• _AIM OF THE EXERCISE_
Please look for the string "wreck" below and report every line in which it occurs.

------ DATA FOR ANALYSIS ------

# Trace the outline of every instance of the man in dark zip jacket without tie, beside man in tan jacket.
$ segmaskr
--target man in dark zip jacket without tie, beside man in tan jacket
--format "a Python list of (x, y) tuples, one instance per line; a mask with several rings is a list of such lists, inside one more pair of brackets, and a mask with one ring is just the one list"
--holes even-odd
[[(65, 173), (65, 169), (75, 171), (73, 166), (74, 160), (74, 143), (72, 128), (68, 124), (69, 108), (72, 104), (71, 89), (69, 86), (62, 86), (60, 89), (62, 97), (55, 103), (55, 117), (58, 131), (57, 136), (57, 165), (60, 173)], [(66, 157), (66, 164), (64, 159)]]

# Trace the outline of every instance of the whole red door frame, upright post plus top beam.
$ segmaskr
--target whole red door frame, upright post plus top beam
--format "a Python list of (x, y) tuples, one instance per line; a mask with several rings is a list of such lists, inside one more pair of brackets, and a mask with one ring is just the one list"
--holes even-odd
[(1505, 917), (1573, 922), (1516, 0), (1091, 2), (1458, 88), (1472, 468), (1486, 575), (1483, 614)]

------
------ DATA FOR ANALYSIS ------

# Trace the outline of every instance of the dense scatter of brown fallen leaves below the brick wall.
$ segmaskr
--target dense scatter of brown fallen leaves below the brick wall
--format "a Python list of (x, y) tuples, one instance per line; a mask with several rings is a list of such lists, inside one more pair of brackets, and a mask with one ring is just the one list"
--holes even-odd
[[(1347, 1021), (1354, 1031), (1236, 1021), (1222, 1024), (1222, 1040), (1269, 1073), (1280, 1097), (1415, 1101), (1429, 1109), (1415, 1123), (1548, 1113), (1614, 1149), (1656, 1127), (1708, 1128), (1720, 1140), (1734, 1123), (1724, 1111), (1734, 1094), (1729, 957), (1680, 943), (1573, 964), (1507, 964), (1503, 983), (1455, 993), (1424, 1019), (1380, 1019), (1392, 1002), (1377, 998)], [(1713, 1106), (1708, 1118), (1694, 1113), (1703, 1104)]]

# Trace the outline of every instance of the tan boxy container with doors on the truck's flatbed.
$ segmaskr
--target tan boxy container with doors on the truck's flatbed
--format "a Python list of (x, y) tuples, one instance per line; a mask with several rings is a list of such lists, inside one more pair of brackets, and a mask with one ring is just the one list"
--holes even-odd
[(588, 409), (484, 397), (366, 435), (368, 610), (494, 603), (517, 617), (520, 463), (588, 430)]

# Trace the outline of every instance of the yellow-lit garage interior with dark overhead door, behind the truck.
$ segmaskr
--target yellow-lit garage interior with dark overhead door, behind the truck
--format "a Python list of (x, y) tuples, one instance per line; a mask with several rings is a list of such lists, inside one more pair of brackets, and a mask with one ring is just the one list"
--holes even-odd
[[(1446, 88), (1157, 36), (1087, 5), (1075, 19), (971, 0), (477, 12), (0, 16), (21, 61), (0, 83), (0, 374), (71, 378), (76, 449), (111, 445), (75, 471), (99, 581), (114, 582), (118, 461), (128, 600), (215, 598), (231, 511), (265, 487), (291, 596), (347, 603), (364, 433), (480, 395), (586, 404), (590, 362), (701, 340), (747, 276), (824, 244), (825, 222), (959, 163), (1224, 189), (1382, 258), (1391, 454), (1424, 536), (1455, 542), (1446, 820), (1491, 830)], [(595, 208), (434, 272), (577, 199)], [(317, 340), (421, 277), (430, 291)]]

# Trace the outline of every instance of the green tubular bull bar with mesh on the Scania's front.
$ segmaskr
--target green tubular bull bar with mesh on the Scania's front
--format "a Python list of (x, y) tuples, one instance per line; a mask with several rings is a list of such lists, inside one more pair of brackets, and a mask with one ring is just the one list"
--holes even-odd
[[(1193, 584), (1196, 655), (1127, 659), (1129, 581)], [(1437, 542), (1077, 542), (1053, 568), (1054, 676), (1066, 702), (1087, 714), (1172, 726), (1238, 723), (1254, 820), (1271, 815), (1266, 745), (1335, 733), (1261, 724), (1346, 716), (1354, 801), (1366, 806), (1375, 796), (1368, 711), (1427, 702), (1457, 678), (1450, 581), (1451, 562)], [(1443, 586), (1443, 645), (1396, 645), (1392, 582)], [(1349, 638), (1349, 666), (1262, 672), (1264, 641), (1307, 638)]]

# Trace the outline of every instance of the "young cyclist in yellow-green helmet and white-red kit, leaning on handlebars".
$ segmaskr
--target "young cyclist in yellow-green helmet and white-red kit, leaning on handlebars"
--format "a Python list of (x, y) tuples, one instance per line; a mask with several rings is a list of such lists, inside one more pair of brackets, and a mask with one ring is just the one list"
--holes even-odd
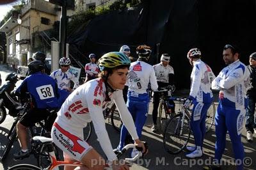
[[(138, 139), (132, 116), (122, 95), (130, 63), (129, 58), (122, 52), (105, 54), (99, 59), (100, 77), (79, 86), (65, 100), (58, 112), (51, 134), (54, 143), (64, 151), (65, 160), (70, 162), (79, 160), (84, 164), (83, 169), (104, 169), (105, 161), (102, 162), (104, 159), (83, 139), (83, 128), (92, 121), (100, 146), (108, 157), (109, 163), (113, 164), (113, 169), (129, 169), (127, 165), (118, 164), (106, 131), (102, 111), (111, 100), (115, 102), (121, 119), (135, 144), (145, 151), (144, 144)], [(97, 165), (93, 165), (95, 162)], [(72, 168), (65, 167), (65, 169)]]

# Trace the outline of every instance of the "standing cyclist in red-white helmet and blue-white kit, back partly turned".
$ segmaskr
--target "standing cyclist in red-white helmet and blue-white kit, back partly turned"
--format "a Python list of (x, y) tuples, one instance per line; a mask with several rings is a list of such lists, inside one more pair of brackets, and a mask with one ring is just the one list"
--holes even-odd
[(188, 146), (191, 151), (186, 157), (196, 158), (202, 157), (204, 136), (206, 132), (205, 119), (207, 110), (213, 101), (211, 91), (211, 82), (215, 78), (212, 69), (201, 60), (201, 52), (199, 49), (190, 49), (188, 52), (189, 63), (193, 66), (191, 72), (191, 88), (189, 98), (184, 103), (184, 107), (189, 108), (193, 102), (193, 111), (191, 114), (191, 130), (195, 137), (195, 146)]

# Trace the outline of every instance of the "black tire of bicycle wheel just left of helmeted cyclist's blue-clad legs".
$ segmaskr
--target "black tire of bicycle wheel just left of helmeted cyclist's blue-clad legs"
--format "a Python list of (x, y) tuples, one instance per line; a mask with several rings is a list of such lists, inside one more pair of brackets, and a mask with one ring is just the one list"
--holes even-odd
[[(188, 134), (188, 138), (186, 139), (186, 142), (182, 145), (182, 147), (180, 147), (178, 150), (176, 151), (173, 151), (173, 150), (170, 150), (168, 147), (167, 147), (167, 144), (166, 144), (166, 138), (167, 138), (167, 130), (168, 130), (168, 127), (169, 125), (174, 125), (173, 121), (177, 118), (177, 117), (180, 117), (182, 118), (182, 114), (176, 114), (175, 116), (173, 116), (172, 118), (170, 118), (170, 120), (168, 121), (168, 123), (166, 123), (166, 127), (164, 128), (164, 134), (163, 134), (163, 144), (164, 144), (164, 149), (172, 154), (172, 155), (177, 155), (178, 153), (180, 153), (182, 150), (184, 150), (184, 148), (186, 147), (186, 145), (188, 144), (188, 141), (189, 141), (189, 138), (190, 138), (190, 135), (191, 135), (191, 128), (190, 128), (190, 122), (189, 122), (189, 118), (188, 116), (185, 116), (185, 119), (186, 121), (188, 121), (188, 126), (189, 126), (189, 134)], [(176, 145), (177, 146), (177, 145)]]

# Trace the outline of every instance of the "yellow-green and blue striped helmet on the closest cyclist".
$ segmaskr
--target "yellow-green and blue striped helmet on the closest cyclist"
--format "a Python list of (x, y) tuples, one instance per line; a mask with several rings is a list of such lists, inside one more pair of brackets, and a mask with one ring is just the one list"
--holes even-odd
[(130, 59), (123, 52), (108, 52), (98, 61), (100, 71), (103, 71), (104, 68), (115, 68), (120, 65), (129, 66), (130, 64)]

------
------ DATA FOR ANALYSIS ------

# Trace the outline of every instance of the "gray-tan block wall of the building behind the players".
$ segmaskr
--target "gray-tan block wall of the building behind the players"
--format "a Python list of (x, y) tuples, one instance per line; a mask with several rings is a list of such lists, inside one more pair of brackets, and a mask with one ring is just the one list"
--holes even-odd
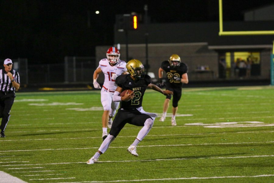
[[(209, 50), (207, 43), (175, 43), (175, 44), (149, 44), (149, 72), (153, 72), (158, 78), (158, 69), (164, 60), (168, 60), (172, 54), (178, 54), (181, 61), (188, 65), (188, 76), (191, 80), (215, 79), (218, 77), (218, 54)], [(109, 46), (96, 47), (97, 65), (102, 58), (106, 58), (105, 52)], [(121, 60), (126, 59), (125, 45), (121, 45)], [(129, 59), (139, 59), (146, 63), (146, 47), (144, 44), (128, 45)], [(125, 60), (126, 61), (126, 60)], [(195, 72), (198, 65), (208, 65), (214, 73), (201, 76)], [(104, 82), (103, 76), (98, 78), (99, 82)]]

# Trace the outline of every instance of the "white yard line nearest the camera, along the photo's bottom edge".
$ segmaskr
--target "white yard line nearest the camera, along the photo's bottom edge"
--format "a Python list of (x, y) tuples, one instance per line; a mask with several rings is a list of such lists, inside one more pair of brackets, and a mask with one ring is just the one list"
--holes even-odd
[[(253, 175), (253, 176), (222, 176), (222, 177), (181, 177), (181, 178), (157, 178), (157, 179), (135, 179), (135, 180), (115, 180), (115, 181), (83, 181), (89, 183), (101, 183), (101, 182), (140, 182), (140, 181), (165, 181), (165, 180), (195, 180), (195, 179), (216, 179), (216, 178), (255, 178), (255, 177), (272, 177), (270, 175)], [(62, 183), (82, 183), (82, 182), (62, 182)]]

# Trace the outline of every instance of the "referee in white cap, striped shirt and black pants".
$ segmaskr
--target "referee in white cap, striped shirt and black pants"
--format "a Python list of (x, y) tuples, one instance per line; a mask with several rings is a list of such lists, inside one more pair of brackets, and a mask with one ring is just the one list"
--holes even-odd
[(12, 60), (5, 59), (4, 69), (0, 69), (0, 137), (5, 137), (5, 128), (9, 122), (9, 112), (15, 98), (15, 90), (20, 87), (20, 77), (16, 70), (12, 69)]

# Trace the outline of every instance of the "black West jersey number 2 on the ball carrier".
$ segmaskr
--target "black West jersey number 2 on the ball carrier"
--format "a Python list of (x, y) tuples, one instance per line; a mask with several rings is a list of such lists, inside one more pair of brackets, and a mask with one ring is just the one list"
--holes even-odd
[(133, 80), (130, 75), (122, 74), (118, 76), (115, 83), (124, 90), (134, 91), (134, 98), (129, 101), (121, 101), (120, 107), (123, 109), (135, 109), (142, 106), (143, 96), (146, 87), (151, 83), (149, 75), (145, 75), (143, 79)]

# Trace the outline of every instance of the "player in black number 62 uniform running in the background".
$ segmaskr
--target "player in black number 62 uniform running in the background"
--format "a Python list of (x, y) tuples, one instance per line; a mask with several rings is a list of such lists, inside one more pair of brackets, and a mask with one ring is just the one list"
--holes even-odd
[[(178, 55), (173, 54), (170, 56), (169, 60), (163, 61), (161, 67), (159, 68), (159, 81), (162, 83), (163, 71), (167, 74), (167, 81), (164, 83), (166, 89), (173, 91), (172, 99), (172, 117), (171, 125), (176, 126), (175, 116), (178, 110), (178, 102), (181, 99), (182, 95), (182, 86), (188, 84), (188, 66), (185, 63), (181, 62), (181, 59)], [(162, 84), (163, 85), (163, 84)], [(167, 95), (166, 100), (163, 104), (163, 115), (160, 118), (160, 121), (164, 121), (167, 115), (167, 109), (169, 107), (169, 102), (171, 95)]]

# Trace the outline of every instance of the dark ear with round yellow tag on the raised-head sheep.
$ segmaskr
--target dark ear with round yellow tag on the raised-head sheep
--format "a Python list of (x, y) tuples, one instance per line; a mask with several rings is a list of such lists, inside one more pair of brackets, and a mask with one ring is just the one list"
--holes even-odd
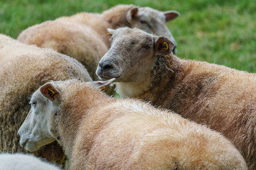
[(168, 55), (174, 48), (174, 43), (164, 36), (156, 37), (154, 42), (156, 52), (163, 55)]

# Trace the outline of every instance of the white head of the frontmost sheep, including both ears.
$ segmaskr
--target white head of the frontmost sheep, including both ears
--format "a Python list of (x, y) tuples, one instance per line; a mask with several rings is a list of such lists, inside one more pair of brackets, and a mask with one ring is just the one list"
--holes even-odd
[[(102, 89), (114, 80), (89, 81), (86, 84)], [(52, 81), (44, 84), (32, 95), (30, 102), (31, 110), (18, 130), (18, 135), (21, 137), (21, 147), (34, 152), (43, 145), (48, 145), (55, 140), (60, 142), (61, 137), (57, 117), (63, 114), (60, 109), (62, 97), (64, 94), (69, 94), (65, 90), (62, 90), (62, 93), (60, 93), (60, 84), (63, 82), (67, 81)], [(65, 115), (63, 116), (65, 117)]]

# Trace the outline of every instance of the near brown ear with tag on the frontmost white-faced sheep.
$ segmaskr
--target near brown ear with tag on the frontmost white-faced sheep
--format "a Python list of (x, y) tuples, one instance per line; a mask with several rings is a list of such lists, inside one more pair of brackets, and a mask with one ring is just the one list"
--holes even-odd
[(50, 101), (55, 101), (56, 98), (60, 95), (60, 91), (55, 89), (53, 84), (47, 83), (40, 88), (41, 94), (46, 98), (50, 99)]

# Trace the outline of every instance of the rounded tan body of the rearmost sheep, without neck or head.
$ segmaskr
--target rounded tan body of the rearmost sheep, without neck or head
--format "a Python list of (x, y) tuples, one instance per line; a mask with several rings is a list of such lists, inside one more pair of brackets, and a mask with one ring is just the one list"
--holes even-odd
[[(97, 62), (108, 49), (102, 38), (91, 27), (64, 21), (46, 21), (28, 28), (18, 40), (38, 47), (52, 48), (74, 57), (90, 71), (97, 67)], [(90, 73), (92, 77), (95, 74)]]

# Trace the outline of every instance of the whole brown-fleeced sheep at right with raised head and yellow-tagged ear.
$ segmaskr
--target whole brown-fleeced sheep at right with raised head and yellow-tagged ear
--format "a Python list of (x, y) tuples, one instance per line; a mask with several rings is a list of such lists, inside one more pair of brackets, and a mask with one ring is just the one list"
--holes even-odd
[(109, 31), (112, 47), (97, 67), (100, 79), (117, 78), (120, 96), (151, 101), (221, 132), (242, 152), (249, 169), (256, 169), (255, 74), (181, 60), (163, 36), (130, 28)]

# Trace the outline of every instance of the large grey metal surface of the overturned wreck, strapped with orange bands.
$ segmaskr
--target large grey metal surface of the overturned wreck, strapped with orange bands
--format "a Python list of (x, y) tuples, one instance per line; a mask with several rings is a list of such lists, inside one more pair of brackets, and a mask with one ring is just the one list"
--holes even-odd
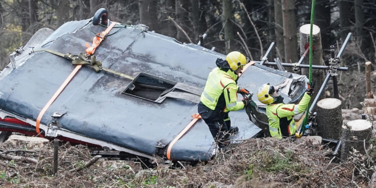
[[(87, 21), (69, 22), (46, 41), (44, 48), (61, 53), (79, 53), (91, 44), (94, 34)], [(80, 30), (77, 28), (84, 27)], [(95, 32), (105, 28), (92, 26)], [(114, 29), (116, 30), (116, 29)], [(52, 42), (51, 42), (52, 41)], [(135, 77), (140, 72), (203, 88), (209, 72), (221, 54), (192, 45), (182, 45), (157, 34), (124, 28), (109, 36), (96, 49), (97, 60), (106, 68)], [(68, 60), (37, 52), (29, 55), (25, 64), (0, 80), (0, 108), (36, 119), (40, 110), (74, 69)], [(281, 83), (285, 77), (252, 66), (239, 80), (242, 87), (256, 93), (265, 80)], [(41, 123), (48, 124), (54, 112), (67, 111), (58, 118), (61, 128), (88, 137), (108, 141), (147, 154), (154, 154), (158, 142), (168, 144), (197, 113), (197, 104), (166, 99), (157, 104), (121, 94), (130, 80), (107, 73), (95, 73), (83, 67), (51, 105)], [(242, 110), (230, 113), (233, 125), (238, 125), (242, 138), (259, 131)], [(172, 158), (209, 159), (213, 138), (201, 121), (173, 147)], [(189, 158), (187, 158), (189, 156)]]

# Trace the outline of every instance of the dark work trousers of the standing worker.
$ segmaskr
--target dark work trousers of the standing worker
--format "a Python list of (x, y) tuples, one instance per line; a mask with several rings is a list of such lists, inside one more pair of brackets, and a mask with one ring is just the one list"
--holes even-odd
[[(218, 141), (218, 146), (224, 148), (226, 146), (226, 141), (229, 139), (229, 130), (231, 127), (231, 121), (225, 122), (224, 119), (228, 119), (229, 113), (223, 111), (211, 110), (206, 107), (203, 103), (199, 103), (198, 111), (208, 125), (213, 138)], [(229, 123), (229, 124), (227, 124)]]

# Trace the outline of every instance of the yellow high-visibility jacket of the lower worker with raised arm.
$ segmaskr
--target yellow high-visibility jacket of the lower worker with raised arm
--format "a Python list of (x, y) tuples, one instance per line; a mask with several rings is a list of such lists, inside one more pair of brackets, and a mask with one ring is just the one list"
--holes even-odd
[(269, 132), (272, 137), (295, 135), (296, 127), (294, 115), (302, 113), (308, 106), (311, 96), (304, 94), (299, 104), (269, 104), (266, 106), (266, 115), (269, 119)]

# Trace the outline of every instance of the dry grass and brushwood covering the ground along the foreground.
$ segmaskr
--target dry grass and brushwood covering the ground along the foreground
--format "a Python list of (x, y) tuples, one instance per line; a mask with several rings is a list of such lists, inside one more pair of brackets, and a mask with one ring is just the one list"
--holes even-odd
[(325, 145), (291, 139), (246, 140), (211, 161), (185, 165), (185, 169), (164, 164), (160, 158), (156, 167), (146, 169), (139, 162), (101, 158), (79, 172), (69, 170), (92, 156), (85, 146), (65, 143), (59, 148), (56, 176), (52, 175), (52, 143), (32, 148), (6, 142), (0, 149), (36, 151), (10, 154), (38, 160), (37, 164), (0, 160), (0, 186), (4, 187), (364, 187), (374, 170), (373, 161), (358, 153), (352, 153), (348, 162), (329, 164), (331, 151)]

------

• _ANSWER_
# Trace the outline of every instance of the large grey metal surface of the overturned wreck, strapped with orange bands.
--target large grey metal surface of the overturned wreck, strapped with orange bands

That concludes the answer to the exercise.